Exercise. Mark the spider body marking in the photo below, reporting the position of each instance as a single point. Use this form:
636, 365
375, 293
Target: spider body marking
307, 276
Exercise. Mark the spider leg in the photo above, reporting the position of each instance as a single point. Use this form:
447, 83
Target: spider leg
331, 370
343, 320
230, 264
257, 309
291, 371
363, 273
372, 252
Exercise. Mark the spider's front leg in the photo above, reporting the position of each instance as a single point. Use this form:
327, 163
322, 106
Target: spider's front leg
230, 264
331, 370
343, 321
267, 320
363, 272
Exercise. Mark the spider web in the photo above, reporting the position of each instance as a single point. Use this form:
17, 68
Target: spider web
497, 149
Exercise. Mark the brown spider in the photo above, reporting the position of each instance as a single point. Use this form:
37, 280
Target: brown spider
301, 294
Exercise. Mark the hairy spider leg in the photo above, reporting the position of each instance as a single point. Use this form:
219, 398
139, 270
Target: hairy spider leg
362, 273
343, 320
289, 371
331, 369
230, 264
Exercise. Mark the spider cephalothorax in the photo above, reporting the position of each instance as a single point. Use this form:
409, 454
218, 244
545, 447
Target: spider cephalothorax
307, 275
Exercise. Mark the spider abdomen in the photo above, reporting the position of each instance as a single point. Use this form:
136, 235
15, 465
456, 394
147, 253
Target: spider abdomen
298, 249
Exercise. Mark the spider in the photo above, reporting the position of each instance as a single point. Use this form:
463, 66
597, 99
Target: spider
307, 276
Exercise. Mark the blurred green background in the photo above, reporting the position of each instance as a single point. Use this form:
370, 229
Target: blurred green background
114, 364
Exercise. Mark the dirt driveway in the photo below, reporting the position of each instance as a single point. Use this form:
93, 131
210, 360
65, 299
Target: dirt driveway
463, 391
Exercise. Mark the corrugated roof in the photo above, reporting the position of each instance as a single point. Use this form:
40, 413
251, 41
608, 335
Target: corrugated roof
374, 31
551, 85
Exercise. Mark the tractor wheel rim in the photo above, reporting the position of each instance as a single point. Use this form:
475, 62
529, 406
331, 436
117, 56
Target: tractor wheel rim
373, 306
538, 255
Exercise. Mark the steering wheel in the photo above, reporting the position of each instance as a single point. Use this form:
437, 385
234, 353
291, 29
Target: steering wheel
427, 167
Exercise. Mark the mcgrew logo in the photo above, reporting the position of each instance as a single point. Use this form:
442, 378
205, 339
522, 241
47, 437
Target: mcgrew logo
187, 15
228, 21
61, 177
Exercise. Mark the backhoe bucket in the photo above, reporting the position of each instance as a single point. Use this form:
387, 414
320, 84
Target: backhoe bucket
▬▬▬▬▬▬
**DA FARE:** Riscrivi tutti i record qui sopra sostituendo "Target" con "Obiettivo" e lasciando invariato tutto il resto.

**RISULTATO:**
Exercise. Mark the spider body marking in the photo below, reporting the position of each instance as a single point. Use this form:
636, 365
375, 293
Obiettivo: spider body marking
307, 276
Exercise. Mark the spider leg in the photo above, reporting the position of each instance as a single point. Use this form:
447, 83
Obiettivo: spider leg
331, 370
343, 320
230, 264
257, 309
291, 371
363, 273
372, 252
Exercise. Mark the spider's front leg in the photo above, reporting the position of each instance as a single point. Use this form:
327, 163
322, 106
Obiettivo: spider's front leg
230, 264
331, 370
343, 321
267, 320
363, 272
Exercise. Mark the spider web in the photo above, reporting the position of each instance as a single point. Use this form:
17, 68
Obiettivo: spider web
497, 149
Exercise. Mark the brown spider in the photo above, reporting the position of each instance as a single point. Use this form:
37, 280
Obiettivo: brown spider
301, 294
Exercise. Mark the hairy spider leg in the photo above, reporting the position of each instance as a single point. Use this form:
219, 398
139, 270
Obiettivo: hairy spider leg
362, 273
343, 320
289, 371
331, 369
230, 264
Exercise. Mark the spider cephalothorax in the photo above, reporting the position of each instance as a single point. Use this form:
409, 454
218, 244
545, 447
Obiettivo: spider cephalothorax
307, 275
Exercise. Mark the spider abdomen in the photo above, reporting the position of each instance as a single point. Use this form:
136, 235
15, 465
456, 394
147, 253
Obiettivo: spider abdomen
298, 249
Exercise. Mark the spider in the photo above, reporting the position of each instance as a single point. Use this form:
463, 66
597, 99
Obiettivo: spider
307, 276
Exercise. Mark the blurred green background in the photo above, reporting the position of each instance as a single point. Use this form:
370, 229
Obiettivo: blurred green background
114, 364
Exercise. Mark the dirt driveway in the photo below, reporting the position of each instance as a single point. Use this form:
93, 131
210, 360
65, 299
Obiettivo: dirt driveway
463, 391
Exercise. Mark the corrugated roof in the photo above, reporting the position of each instance as a single point. Use this form:
40, 413
251, 41
608, 335
Obiettivo: corrugated roof
374, 31
551, 85
Exercise. Mark the tractor wheel rim in the photo above, reporting the position of each instance as a single point. Use this form:
475, 62
529, 406
331, 436
117, 56
Obiettivo: tractor wheel rim
373, 306
538, 255
Exercise. Mark the steering wheel in the photo above, reporting the position of each instance as a single point. Use this form:
437, 385
234, 353
291, 29
Obiettivo: steering wheel
427, 167
Exercise. Mark the mcgrew logo in the photo above, reporting the position of each instance as a single point. Use this form:
442, 378
205, 339
522, 241
47, 437
Obiettivo: mcgrew logo
187, 15
228, 21
61, 177
Exercise. Mark the backhoe bucket in the photo above, reporting the position of each instance as a single point. Use this form:
387, 414
320, 84
Obiettivo: backhoe bucket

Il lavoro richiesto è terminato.